> _QUOTED TEXT_:
==================================================

AHSAA RECLASSIFICATION: Public, private programs separated, angering local school officials

By TIM GAYLE

The Alabama High School Athletic Association released their classification for 2026-28 fall sports on Friday, disposing of the 59 private schools in a pair of separate divisions for postseason play but encouraging them to continue playing public schools during the regular season.

The new classification system includes six public school divisions and two classifications for its private school members. It removed the 1.35 multiplier assessed to private school members since 1999 and removed the competitive balance factor added to private school teams since 2018.

“The landscape of education-based athletics in Alabama is changing, and the AHSAA must continue to adapt,” said AHSAA executive director Heath Harmon. “After careful review – and after listening to our public and private school members – the Central Board determined that now is an appropriate time to restructure championship play, resulting in restructured championships for public and private schools. This model will be implemented for the next two years.

“The Central Board has approved a championship alignment model that applies only to postseason play. Its purpose is to expand opportunity and strengthen the overall championship experience for student-athletes across Alabama. All championships will be played together at our championship venues.”

Catholic athletic director Daniel Veres feels that is a very short-sighted view of the problem by AHSAA officials who apparently never considered the opinions of private school administrators after delaying for six weeks their decision on a new classification system.

==================================================

> _RECORD LIST_:
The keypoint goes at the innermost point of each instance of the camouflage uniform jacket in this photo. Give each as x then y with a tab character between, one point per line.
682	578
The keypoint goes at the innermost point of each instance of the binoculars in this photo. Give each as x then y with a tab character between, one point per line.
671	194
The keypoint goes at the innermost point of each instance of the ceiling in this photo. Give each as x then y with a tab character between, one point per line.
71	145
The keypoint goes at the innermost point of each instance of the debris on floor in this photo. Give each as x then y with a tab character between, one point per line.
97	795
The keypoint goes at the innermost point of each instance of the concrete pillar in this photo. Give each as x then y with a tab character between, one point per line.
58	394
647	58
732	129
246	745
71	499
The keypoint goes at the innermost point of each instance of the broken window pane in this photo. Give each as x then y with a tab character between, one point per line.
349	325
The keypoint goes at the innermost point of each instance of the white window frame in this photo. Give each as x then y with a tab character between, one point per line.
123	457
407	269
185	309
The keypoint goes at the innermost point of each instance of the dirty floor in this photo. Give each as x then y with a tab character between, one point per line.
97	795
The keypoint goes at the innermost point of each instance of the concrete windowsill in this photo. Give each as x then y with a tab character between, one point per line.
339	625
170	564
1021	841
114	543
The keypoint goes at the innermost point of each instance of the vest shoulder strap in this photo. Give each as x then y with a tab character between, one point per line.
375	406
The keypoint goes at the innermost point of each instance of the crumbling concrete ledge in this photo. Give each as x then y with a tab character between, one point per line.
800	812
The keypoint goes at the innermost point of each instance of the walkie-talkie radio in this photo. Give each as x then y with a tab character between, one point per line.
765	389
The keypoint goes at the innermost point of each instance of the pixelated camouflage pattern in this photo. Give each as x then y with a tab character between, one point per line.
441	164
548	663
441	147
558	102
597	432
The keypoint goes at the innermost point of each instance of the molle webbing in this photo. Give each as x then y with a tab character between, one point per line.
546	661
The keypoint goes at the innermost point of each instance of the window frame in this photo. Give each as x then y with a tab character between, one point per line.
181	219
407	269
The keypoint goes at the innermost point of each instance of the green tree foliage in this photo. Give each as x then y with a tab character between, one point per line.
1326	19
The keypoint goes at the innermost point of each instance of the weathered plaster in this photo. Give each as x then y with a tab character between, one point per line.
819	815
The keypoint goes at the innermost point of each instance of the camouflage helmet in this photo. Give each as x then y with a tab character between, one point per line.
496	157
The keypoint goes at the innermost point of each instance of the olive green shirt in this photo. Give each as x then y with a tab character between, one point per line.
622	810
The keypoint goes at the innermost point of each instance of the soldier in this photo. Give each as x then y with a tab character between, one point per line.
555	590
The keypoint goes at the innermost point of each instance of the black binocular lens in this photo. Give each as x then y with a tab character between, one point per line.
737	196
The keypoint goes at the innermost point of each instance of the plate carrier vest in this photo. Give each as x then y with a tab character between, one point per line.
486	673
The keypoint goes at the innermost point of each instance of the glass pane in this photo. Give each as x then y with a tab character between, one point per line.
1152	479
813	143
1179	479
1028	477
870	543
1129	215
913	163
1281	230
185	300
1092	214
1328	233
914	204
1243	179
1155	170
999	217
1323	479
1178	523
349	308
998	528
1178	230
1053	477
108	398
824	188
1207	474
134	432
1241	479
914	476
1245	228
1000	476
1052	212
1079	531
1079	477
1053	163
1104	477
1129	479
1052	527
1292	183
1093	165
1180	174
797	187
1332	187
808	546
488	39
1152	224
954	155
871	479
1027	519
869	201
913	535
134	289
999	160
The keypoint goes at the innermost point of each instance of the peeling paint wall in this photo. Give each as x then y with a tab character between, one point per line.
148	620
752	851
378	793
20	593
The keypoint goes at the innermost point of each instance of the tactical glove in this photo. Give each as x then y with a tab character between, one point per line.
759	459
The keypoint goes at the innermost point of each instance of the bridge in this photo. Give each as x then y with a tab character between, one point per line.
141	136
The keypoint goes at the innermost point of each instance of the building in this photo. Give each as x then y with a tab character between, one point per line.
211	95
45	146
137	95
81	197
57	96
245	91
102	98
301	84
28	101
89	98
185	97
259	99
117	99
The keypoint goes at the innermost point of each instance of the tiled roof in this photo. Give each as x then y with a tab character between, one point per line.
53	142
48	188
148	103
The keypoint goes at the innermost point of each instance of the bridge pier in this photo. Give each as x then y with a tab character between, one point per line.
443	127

==================================================

> _PROBLEMS AND TASKS_:
1. According to the article on the AHSAA reclassification, since what year had the 1.35 multiplier been assessed to private school members?
2. Write the next few paragraphs of the article on the AHSAA reclassification, starting after its final sentence.

> _RESPONSES BY TASK_:
1. Since 1999.

2.
“I think this is more beneficial to us than playing in Class 6A (under the current Competitive Balance format) in football against schools that have 1,200 kids,” Veres said. “Other than that, the travel and the amount of money we’re going to have to spend, it’s $5,000 minimum for us to travel to Mobile. We’re just talking about the transportation to get there.

“I just don’t think this is the best for us. After six weeks, they (AHSAA officials) could have had more information. They probably could have spent some time engaging with members of the private schools instead of just thinking this is what everybody wanted. Getting rid of the multiplier means nothing in this scenario because every (private school) just goes down by a factor of 1.35. I’m glad Competitive Balance is gone, but if you’re going to put us all in the playoffs together, who cares about Competitive Balance?”

Alabama Christian head of school Josh Roberts said he was “furious” at the decision and called out the organization for its hypocrisy in a letter to his school’s parents.

“I think all of the schools are trying to figure out what it means,” Roberts said. “They’re looking at new areas, they’re looking at travel costs. They put all of the public schools in our area in eight-team regions, so seven of their games are already decided. My guess is that even if we wanted to schedule public schools, they wouldn’t have room on their schedules for us.”

With no public schools on a schedule and no postseason play with public schools allowed, what would be the purpose of remaining as an AHSAA member.

“I think that’s something that all private schools are evaluating,” Roberts said. “I have a lot of questions about revenue shares of ticket sales, revenue shares of sponsorships for postseason play. We do a very good job of advocating for and representing the AHSAA and I have some real questions, today, if they care at all about our school and other schools that are similarly situated.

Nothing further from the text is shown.